EXERCISE PASSAGE Block Start
Despite e-prescribing advances, still tough to cancel orders

Electronic prescriptions have dramatically reduced medical errors, but despite the widespread proliferation of e-prescribing in healthcare, most systems still do not have a mechanism to cancel orders.

The inability for providers to cancel prescriptions can lead to confusion, unnecessary medications, and patient harm, researchers with the RAND Corporation wrote in a viewpoint for JAMA.

This is particularly problematic for health systems that write prescriptions for pharmacies outside of an integrated health system. While organizations like Kaiser Permanente can easily cancel prescriptions fulfilled inside their network, hospitals that write e-prescriptions to outside pharmacies have virtually no ability to successfully cancel an order.

Updates to meaningful use requirements under the Medicare Access and CHIP Reauthorization Act of 2015 (MACRA) require EHRs to include a method to cancel prescriptions, but pharmacies are not required to receive those notices. That, coupled with automated alerts from pharmacies reminding patients to refill potentially outdated or canceled prescriptions, creates the possibility for inaccurate prescriptions that could lead to patient harm.

A spokesperson for Surescripts, the nation’s largest e-prescribing platform, which processed 9.7 billion transactions in 2015, told the authors that just one-third of providers and 40% of pharmacies are using EHRs with the capability to cancel prescriptions.

“Years have elapsed since the e-discontinuation standard was defined, and the technological barriers are surmountable,” the authors wrote, adding that federal and state regulars should beef up e-prescribing requirements. “If physicians and physician organizations want to speed up the process of adopting e-discontinuation, they could encourage its implementation from EHRs and pharmacies.”
EXERCISE PASSAGE Block End
* _WHAT TO WORK ON_
**A)** Summarize the e-prescribing article in two sentences.
**B)** Please copy word for word the part of the e-prescribing article that opens with the words containing "Electronic prescriptions have" and closes with "to cancel orders.".
The data that follows has no connection to the e-prescribing article.
MATERIAL SHOWN Block Start
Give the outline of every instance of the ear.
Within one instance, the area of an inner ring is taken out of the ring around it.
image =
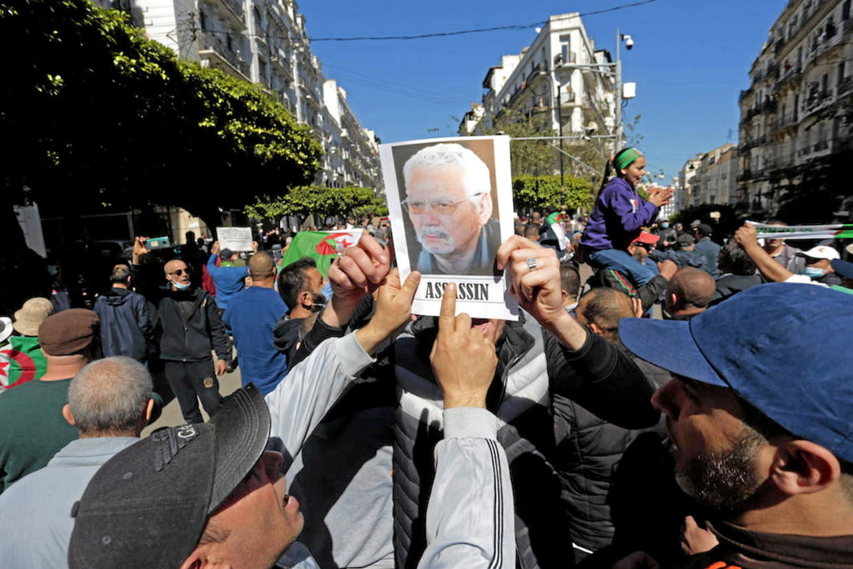
[[[62,416],[65,417],[65,420],[68,421],[69,425],[77,425],[77,421],[74,421],[74,415],[71,414],[71,405],[68,404],[62,405]]]
[[[193,549],[189,557],[181,564],[181,569],[201,569],[207,566],[210,561],[206,545],[200,545]]]
[[[491,211],[493,207],[491,203],[491,192],[486,192],[480,196],[479,209],[478,212],[479,213],[480,223],[485,224],[489,221],[489,218],[491,217]]]
[[[780,444],[770,465],[770,479],[788,496],[820,492],[840,476],[838,459],[826,448],[807,440]]]

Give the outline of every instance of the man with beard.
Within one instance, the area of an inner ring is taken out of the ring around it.
[[[461,144],[435,144],[406,160],[403,175],[403,208],[421,247],[412,269],[425,275],[491,275],[501,235],[483,160]]]
[[[300,326],[305,318],[322,310],[326,302],[326,297],[320,292],[323,284],[317,264],[310,257],[291,263],[278,275],[278,293],[287,305],[287,313],[276,324],[273,343],[276,349],[286,356],[291,368],[295,364],[296,351],[301,340]],[[279,375],[276,381],[282,377],[284,375]],[[269,393],[275,386],[273,383],[264,393]]]
[[[853,566],[853,353],[815,322],[850,330],[853,298],[774,283],[690,322],[620,322],[624,345],[672,374],[652,403],[720,542],[683,566]]]

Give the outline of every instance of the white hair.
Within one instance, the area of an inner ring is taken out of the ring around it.
[[[81,433],[125,433],[145,412],[151,374],[125,356],[104,357],[77,373],[68,386],[68,404]]]
[[[453,164],[462,170],[465,194],[473,198],[475,194],[491,192],[489,166],[473,150],[456,142],[433,144],[418,150],[403,166],[403,179],[408,192],[412,171],[418,166],[438,166]]]

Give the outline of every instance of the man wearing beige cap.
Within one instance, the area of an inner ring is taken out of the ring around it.
[[[101,357],[98,323],[95,312],[73,308],[48,317],[38,328],[47,372],[0,397],[0,492],[77,438],[62,407],[71,378]]]
[[[38,380],[47,370],[38,344],[38,327],[53,314],[47,299],[30,299],[15,313],[15,334],[0,345],[0,389],[9,389]]]

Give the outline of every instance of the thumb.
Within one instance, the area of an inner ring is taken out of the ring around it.
[[[419,284],[421,284],[421,273],[413,270],[406,277],[406,282],[403,283],[403,287],[400,288],[400,293],[397,296],[404,299],[409,305],[412,304]]]

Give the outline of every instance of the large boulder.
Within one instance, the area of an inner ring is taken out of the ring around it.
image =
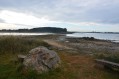
[[[36,70],[40,73],[60,66],[60,58],[53,50],[40,46],[32,49],[24,58],[25,68]]]

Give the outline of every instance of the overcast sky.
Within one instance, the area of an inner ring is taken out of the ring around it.
[[[0,29],[119,32],[119,0],[0,0]]]

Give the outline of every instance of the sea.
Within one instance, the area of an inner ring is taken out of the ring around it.
[[[119,42],[119,33],[73,33],[67,34],[68,37],[94,37],[101,40]]]
[[[53,33],[0,33],[0,36],[14,35],[14,36],[30,36],[30,35],[52,35]],[[66,34],[67,37],[94,37],[96,39],[110,40],[119,43],[118,33],[72,33]]]

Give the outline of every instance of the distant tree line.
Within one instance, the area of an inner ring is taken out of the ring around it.
[[[17,29],[17,30],[7,30],[2,29],[0,32],[39,32],[39,33],[66,33],[66,28],[57,28],[57,27],[40,27],[40,28],[32,28],[32,29]]]

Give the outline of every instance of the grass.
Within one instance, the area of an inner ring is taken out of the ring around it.
[[[0,38],[0,54],[3,53],[26,53],[30,49],[37,46],[46,46],[49,45],[39,39],[24,38],[24,37],[15,37],[8,36]]]
[[[68,53],[67,50],[55,50],[62,60],[60,68],[42,74],[31,69],[25,71],[16,61],[17,54],[27,54],[41,45],[49,47],[40,37],[0,38],[0,79],[119,79],[118,73],[95,68],[93,57]]]

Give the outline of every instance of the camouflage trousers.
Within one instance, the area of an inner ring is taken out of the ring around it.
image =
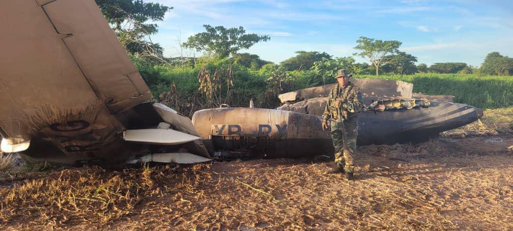
[[[345,129],[342,128],[344,126]],[[344,130],[345,130],[346,148],[344,148]],[[358,137],[358,118],[350,118],[344,122],[331,122],[331,138],[335,147],[335,163],[343,166],[344,170],[353,172],[354,168],[354,150]]]

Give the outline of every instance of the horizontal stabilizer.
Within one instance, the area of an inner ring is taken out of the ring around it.
[[[29,146],[30,146],[30,140],[18,144],[10,144],[7,140],[3,139],[2,140],[2,144],[0,144],[0,148],[4,152],[17,152],[27,150],[28,149]]]
[[[183,144],[201,139],[170,129],[127,130],[123,132],[123,138],[129,142],[169,145]]]
[[[189,152],[157,153],[149,154],[128,162],[130,164],[142,162],[174,163],[195,164],[211,161],[212,160]]]

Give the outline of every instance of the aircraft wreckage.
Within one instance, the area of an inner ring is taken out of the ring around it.
[[[278,110],[224,108],[192,122],[152,94],[93,0],[0,3],[2,150],[29,162],[192,163],[333,152],[321,118],[330,85],[283,94]],[[482,111],[400,81],[352,80],[369,105],[359,144],[425,140]]]

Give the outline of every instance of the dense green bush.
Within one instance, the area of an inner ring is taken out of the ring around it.
[[[170,106],[189,116],[196,110],[219,106],[213,106],[211,102],[208,102],[198,90],[198,73],[202,68],[202,63],[211,74],[213,74],[217,68],[226,69],[231,67],[233,86],[230,87],[230,96],[226,103],[232,107],[247,107],[250,100],[253,99],[256,107],[273,108],[280,105],[278,100],[279,94],[314,86],[322,83],[319,75],[311,70],[286,71],[273,64],[266,64],[260,70],[255,70],[233,64],[229,59],[200,60],[193,67],[165,65],[151,66],[136,60],[134,62],[156,100],[161,100],[163,93],[172,91],[171,86],[174,84],[177,99],[174,105]],[[457,103],[480,108],[513,106],[513,78],[508,76],[427,73],[378,76],[362,74],[355,77],[379,78],[412,83],[414,92],[451,94],[455,96]],[[280,87],[277,87],[277,81],[279,82]],[[336,82],[334,78],[328,78],[326,81],[327,84]]]

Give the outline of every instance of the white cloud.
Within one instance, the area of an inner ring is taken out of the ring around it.
[[[310,30],[306,32],[307,35],[315,35],[315,34],[319,34],[319,32],[317,30]]]
[[[275,31],[275,32],[270,32],[264,33],[265,34],[267,34],[269,36],[275,36],[278,37],[289,37],[292,35],[292,34],[289,32],[283,32],[283,31]]]
[[[399,7],[393,7],[389,9],[386,9],[384,10],[378,10],[377,12],[378,13],[402,14],[406,13],[411,13],[413,12],[428,11],[432,10],[433,10],[432,8],[426,6]]]
[[[431,30],[429,30],[429,28],[428,28],[427,27],[425,27],[424,26],[418,26],[416,27],[417,28],[417,30],[420,30],[421,31],[431,32]]]

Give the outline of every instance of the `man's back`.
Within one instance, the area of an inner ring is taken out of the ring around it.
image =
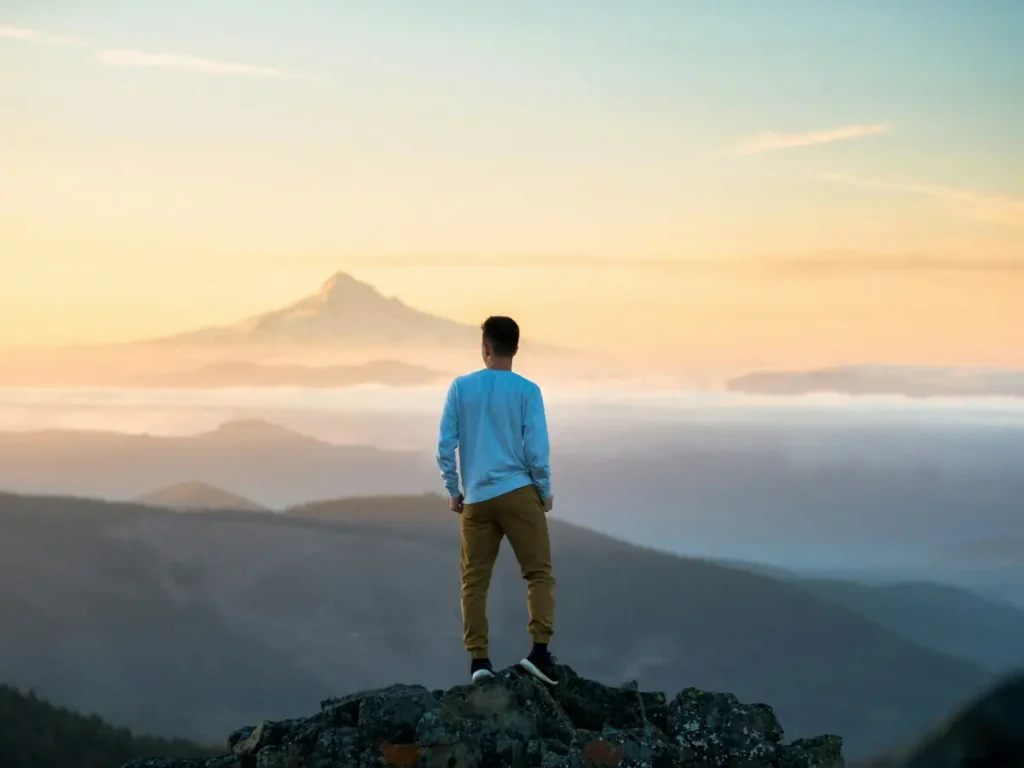
[[[541,389],[511,371],[483,369],[456,379],[441,419],[438,463],[459,495],[455,447],[465,502],[475,504],[535,484],[551,495],[548,427]]]

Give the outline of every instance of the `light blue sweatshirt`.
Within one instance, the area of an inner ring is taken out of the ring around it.
[[[461,470],[466,504],[530,483],[547,499],[550,453],[544,398],[537,384],[511,371],[489,369],[452,382],[437,440],[437,466],[449,496],[460,494]]]

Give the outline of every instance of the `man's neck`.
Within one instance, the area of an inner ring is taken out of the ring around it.
[[[487,360],[487,369],[490,371],[511,371],[511,357],[492,357]]]

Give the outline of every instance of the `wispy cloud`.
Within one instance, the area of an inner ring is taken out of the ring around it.
[[[24,40],[46,45],[91,47],[96,61],[109,67],[124,67],[134,69],[176,70],[196,75],[234,76],[251,78],[268,78],[275,80],[309,80],[302,75],[294,75],[271,67],[262,67],[241,61],[223,61],[216,58],[185,55],[180,53],[147,53],[135,48],[101,48],[88,46],[74,37],[50,35],[39,30],[25,27],[0,25],[0,39]]]
[[[259,262],[266,266],[280,266],[287,260],[289,268],[296,265],[326,270],[345,269],[630,269],[690,273],[781,273],[791,275],[828,275],[846,272],[1006,272],[1024,274],[1024,259],[982,259],[975,255],[936,256],[927,253],[867,253],[859,251],[824,251],[795,254],[793,256],[761,257],[611,257],[597,255],[528,255],[505,254],[480,256],[478,254],[419,254],[361,256],[264,256],[248,257],[246,263]]]
[[[130,49],[104,49],[96,51],[96,60],[112,67],[138,69],[178,70],[201,75],[238,75],[243,77],[291,79],[281,70],[238,61],[220,61],[214,58],[187,56],[176,53],[145,53]]]
[[[36,43],[45,43],[46,45],[75,47],[85,45],[85,43],[77,38],[63,37],[61,35],[47,35],[45,32],[40,32],[39,30],[30,30],[24,27],[4,27],[3,25],[0,25],[0,38],[6,38],[8,40],[27,40]]]
[[[884,125],[846,125],[840,128],[829,128],[823,131],[808,133],[761,133],[743,139],[735,146],[737,155],[760,155],[776,150],[791,150],[797,146],[814,146],[815,144],[830,144],[834,141],[850,141],[865,136],[876,136],[889,130]]]
[[[844,173],[827,173],[824,178],[844,184],[921,195],[944,204],[950,213],[1007,226],[1024,226],[1024,199],[986,195],[976,189],[933,184],[918,179],[869,179]]]

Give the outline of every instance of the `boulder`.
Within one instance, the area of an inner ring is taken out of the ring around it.
[[[834,768],[842,739],[782,742],[767,705],[689,688],[671,700],[559,668],[549,688],[513,668],[473,685],[328,698],[306,719],[263,722],[208,760],[124,768]]]

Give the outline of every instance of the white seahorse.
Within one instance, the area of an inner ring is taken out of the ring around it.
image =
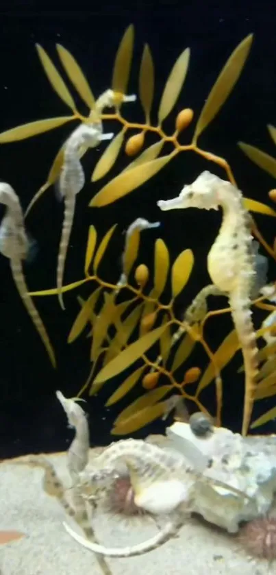
[[[0,182],[0,203],[6,206],[6,212],[0,225],[0,253],[10,260],[18,293],[46,347],[53,366],[55,367],[55,354],[48,334],[28,293],[23,261],[27,258],[29,243],[25,230],[19,199],[9,184]]]

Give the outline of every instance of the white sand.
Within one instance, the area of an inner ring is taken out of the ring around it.
[[[92,454],[93,450],[91,450]],[[66,480],[66,454],[46,456]],[[0,547],[1,575],[102,575],[94,554],[64,530],[64,511],[42,489],[43,469],[0,465],[0,529],[17,530],[27,537]],[[102,544],[122,547],[144,541],[156,533],[149,518],[127,521],[99,515],[95,523]],[[175,537],[154,551],[130,559],[106,559],[113,575],[264,575],[266,562],[252,563],[234,536],[196,518]],[[275,572],[275,565],[271,568]]]

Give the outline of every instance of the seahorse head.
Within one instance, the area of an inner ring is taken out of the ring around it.
[[[158,206],[164,211],[185,208],[217,210],[220,204],[220,187],[221,188],[220,178],[210,172],[204,171],[192,184],[184,186],[178,197],[168,200],[161,199],[158,201]]]

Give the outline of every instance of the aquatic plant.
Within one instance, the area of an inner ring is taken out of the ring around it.
[[[180,54],[169,74],[158,107],[158,124],[154,125],[151,122],[154,65],[150,48],[147,45],[145,46],[138,82],[145,122],[130,122],[122,115],[124,103],[134,101],[136,99],[134,95],[126,94],[134,49],[132,25],[126,30],[118,49],[111,88],[97,99],[75,59],[63,46],[57,45],[58,55],[67,79],[89,110],[87,116],[79,112],[61,74],[45,50],[37,45],[38,56],[52,87],[71,108],[72,114],[36,121],[0,134],[0,143],[4,144],[37,136],[73,121],[80,123],[58,151],[45,183],[34,195],[25,215],[25,218],[29,217],[38,199],[58,182],[60,194],[64,200],[64,217],[58,258],[56,287],[34,291],[29,293],[29,296],[32,298],[58,295],[60,305],[64,308],[63,296],[68,291],[88,282],[95,286],[86,301],[78,298],[80,310],[68,338],[68,343],[73,343],[87,325],[91,326],[89,335],[91,337],[92,367],[89,377],[79,395],[87,389],[90,395],[98,392],[105,381],[130,367],[131,373],[112,394],[107,404],[112,405],[119,401],[140,381],[146,391],[143,396],[128,406],[116,419],[112,430],[115,435],[132,432],[158,417],[166,417],[170,410],[179,404],[181,398],[192,400],[197,409],[209,415],[199,396],[213,380],[216,385],[216,424],[221,425],[223,404],[221,371],[240,347],[240,343],[234,330],[214,353],[204,339],[203,328],[207,319],[212,315],[231,311],[229,308],[208,311],[209,295],[221,295],[220,290],[213,284],[204,287],[197,294],[181,319],[177,317],[175,300],[183,293],[193,268],[194,256],[191,249],[181,252],[171,265],[169,249],[162,238],[158,238],[154,246],[153,269],[149,269],[142,263],[136,265],[142,230],[153,225],[157,227],[158,223],[151,224],[146,220],[142,220],[142,223],[136,221],[129,226],[122,256],[121,273],[116,283],[103,279],[100,273],[101,263],[112,242],[116,224],[108,230],[99,243],[97,243],[96,228],[91,225],[84,258],[84,278],[69,285],[63,285],[75,197],[85,184],[85,174],[80,160],[88,148],[95,147],[102,140],[112,137],[112,134],[103,133],[103,125],[108,121],[116,120],[121,124],[121,130],[111,139],[94,167],[92,182],[100,180],[109,173],[115,166],[123,147],[127,156],[136,157],[92,197],[90,206],[103,208],[121,199],[153,178],[177,154],[187,151],[223,168],[227,179],[236,187],[233,171],[227,160],[202,149],[198,141],[234,88],[249,55],[252,39],[252,35],[244,38],[229,58],[205,101],[189,144],[181,144],[181,136],[194,120],[192,109],[184,108],[177,114],[175,129],[172,134],[166,134],[163,129],[164,121],[172,112],[186,77],[190,56],[188,48]],[[103,110],[106,108],[112,108],[112,113],[105,113]],[[127,138],[129,130],[135,130],[136,133]],[[157,141],[147,147],[149,134],[155,135]],[[164,145],[168,143],[171,144],[172,151],[160,156]],[[261,202],[243,196],[242,203],[246,210],[276,216],[273,210]],[[262,237],[251,215],[249,222],[255,238],[269,255],[276,259],[275,249]],[[168,302],[163,303],[164,293],[166,291],[166,294],[168,291],[168,280],[170,296]],[[255,299],[255,303],[268,309],[265,307],[267,304],[262,304],[262,300],[265,299],[266,296],[264,295]],[[271,307],[273,306],[271,306],[270,310]],[[269,330],[271,326],[262,328],[257,331],[256,337],[260,337]],[[197,367],[187,371],[184,365],[197,344],[203,346],[210,360],[201,377]],[[195,394],[188,393],[187,386],[199,379]],[[171,395],[168,399],[168,395]],[[258,399],[261,398],[259,393]],[[249,400],[247,397],[244,402],[244,413],[247,415],[250,411],[249,402],[251,400],[252,397]],[[247,424],[248,421],[244,432]]]

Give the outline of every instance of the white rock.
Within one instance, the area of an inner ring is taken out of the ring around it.
[[[192,511],[234,533],[240,522],[264,515],[271,508],[276,492],[275,436],[244,439],[229,430],[214,428],[206,438],[197,437],[188,424],[181,422],[168,428],[167,436],[195,467],[198,457],[199,471],[203,457],[209,461],[204,476],[223,481],[251,498],[197,480]]]

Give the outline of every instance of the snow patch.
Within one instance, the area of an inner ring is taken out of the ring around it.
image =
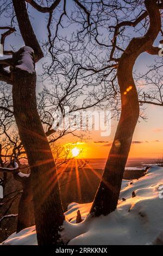
[[[106,216],[90,218],[91,203],[72,203],[65,212],[62,239],[71,245],[162,245],[163,204],[158,196],[162,174],[162,167],[153,166],[139,180],[123,180],[117,209]],[[79,209],[84,220],[76,224]],[[3,244],[36,245],[35,227],[12,234]]]
[[[33,74],[35,72],[34,63],[32,57],[34,51],[29,46],[24,46],[23,48],[24,51],[22,53],[21,60],[19,61],[20,64],[16,67],[28,73]]]

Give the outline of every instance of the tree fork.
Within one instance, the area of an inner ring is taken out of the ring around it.
[[[59,231],[65,217],[55,163],[37,111],[34,56],[32,49],[27,48],[29,49],[28,54],[33,62],[31,70],[27,71],[29,65],[23,60],[27,47],[20,49],[13,57],[14,66],[11,72],[14,113],[31,167],[38,244],[61,244]]]
[[[120,59],[117,78],[121,92],[121,114],[102,179],[90,210],[93,216],[106,215],[116,209],[123,175],[139,117],[139,103],[133,69],[139,55],[151,49],[161,29],[161,17],[156,1],[146,0],[145,3],[150,20],[149,29],[143,37],[131,40]]]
MATERIAL SHOWN Block End
* _LIST OF ANSWERS_
**A)** Although electronic prescriptions have dramatically reduced medical errors, most e-prescribing systems still have no way to cancel orders, which can lead to confusion, unnecessary medications, and patient harm. MACRA updates require EHRs to include a cancellation method but do not require pharmacies to receive those notices, and only one-third of providers and 40% of pharmacies use EHRs that can cancel prescriptions.

**B)**
Electronic prescriptions have dramatically reduced medical errors, but despite the widespread proliferation of e-prescribing in healthcare, most systems still do not have a mechanism to cancel orders.